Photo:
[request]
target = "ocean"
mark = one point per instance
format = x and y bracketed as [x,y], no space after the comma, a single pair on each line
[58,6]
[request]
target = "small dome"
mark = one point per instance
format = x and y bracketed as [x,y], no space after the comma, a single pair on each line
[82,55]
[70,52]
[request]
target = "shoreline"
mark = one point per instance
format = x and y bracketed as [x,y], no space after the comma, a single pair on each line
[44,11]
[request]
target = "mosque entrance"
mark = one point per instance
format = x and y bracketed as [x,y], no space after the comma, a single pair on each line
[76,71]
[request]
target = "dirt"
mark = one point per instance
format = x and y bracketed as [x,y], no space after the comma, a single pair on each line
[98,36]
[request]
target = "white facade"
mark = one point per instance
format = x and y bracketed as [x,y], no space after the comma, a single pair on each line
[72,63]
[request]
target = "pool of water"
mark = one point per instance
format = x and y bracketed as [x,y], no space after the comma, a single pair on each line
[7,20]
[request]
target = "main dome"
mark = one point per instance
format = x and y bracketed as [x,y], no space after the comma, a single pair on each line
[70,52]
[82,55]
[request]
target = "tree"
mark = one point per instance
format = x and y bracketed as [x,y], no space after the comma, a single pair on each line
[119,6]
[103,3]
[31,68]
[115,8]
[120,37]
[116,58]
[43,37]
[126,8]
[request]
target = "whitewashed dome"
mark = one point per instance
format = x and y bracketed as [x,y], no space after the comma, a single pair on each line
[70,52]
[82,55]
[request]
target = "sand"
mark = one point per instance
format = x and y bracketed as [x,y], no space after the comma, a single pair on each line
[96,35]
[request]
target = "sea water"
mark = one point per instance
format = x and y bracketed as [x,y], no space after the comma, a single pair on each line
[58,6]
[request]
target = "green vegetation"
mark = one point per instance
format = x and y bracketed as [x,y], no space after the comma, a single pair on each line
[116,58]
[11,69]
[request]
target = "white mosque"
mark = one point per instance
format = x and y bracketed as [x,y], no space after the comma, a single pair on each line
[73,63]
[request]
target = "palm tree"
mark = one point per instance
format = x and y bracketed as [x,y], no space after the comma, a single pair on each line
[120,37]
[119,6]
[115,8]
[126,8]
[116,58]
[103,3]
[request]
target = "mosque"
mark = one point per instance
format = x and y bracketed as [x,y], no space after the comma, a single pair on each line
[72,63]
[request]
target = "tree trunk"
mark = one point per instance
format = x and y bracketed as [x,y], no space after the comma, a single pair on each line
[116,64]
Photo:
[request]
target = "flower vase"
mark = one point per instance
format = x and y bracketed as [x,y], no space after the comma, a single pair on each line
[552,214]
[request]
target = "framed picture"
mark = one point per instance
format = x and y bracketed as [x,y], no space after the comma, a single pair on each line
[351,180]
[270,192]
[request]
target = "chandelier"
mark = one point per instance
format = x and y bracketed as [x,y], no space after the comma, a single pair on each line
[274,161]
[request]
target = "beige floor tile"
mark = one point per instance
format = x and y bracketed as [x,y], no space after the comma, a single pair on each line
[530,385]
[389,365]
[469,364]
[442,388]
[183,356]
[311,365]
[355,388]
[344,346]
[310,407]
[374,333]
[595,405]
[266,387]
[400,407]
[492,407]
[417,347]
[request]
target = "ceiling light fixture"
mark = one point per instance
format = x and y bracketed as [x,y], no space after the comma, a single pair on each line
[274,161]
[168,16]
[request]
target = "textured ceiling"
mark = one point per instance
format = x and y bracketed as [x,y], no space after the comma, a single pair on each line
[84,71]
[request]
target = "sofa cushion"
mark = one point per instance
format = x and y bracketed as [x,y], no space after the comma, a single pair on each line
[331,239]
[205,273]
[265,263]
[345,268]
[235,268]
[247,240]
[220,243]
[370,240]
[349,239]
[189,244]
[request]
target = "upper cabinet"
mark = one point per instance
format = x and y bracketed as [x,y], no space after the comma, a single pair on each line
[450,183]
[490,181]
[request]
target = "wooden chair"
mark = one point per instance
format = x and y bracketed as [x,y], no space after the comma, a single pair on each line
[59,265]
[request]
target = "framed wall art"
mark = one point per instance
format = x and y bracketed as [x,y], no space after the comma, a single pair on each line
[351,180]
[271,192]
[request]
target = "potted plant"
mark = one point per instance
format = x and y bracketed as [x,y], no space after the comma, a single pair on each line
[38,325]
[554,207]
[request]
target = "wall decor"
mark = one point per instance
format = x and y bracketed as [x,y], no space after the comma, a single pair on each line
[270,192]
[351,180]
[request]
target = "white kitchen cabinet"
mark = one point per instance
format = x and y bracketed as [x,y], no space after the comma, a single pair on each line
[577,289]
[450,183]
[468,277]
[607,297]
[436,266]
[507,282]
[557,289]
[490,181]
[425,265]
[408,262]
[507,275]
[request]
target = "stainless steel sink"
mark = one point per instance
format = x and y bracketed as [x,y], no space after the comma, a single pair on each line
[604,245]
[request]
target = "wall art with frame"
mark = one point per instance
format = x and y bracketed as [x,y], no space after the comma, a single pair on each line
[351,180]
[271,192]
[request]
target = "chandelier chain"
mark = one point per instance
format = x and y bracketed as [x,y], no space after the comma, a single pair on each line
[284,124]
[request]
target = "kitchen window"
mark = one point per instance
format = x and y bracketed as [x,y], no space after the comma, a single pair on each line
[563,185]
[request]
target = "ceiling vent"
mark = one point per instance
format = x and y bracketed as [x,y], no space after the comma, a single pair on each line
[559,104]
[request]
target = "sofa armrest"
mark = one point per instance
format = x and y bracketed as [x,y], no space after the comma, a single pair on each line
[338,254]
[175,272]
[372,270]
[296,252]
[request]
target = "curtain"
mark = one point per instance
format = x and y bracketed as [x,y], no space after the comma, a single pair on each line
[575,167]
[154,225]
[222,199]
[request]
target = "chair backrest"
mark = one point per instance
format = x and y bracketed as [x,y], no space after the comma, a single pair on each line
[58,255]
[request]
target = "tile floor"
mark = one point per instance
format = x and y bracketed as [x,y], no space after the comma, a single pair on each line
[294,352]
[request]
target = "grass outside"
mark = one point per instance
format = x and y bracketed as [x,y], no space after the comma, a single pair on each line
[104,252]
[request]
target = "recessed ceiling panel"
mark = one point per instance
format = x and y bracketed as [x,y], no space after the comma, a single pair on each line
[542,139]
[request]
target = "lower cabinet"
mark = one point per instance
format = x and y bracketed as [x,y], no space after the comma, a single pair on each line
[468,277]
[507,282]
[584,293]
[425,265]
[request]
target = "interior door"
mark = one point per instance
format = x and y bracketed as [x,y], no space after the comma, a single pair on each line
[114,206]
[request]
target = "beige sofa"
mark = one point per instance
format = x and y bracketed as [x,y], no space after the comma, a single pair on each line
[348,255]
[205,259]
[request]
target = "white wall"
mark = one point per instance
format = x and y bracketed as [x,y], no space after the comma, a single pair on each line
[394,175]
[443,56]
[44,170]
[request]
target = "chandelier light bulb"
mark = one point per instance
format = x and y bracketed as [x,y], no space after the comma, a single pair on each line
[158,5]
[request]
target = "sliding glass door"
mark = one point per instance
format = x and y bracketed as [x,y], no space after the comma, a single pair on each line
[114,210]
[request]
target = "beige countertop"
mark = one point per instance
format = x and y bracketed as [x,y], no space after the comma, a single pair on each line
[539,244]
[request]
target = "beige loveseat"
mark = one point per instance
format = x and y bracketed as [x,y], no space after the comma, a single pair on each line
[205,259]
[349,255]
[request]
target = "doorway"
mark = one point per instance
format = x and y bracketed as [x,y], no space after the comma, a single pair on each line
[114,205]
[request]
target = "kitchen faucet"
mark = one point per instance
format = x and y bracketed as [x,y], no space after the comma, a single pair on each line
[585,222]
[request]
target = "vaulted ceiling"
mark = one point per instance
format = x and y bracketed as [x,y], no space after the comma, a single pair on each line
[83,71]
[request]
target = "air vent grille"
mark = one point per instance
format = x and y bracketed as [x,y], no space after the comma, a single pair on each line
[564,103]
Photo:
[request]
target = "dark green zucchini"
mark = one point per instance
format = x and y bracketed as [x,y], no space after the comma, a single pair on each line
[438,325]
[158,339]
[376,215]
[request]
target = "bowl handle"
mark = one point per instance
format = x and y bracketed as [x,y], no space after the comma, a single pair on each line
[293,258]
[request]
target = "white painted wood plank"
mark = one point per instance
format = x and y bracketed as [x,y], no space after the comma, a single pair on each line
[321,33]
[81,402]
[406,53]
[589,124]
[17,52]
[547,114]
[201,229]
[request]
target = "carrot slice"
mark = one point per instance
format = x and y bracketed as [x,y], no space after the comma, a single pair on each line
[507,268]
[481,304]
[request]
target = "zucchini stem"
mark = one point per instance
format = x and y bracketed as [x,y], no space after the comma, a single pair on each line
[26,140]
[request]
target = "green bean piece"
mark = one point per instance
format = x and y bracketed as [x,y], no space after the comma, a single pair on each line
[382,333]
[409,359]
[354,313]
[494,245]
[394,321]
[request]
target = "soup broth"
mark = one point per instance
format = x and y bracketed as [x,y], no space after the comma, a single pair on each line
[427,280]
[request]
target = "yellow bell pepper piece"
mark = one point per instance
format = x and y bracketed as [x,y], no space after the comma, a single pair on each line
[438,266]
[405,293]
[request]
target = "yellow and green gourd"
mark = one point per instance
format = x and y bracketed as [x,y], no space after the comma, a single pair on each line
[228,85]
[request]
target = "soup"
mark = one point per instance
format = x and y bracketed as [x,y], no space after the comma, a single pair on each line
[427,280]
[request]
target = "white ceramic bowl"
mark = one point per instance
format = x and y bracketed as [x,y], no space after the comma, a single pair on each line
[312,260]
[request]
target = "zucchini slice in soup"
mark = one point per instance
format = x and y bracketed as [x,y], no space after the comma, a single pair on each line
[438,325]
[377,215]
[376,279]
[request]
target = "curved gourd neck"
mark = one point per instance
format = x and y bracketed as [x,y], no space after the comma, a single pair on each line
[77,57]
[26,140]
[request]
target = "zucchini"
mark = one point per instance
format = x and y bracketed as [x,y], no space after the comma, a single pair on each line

PROBLEM DETAILS
A single figure is required: the number of lines above in which the word "water" occurs.

EXERCISE OUTPUT
2